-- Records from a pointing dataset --

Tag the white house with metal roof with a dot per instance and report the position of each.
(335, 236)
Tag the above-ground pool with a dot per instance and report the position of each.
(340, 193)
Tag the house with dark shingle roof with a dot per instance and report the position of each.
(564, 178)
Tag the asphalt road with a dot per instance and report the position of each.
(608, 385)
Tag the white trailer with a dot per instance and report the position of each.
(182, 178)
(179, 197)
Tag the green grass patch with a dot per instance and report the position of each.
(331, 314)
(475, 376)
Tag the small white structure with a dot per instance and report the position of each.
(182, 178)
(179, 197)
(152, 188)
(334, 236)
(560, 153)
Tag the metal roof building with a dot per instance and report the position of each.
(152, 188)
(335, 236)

-- Written problem --
Convert all of the records above into a two-column CSV with the header columns "request" and "points", using one row per request. Put the request text and its complete answer each in a single quoted field, and replace any line breaks with spaces.

-- Solved problem --
request,points
"Tag the white house with metal roof with a dot per instance and report the position of each.","(335, 236)"
"Tag the above-ground pool with a dot per instance and report the position of each.","(340, 193)"
"Tag the house with dark shingle roof with a dot per instance and report the position of each.","(564, 178)"
"Tag the asphalt road with a dot per instance and report the position of each.","(608, 385)"
"Tag the white trailer with a dot per instance and report the position of each.","(182, 178) (179, 197)"
"Tag the green grass patch with a dot per instance and report the position of each.","(331, 314) (475, 376)"
"Tag the small white structure with a dot per instance and report the position of each.","(182, 178) (179, 197) (152, 188) (334, 236) (560, 153)"
"Tag the metal roof building with a dot per instance and report the position of each.","(152, 188) (335, 236)"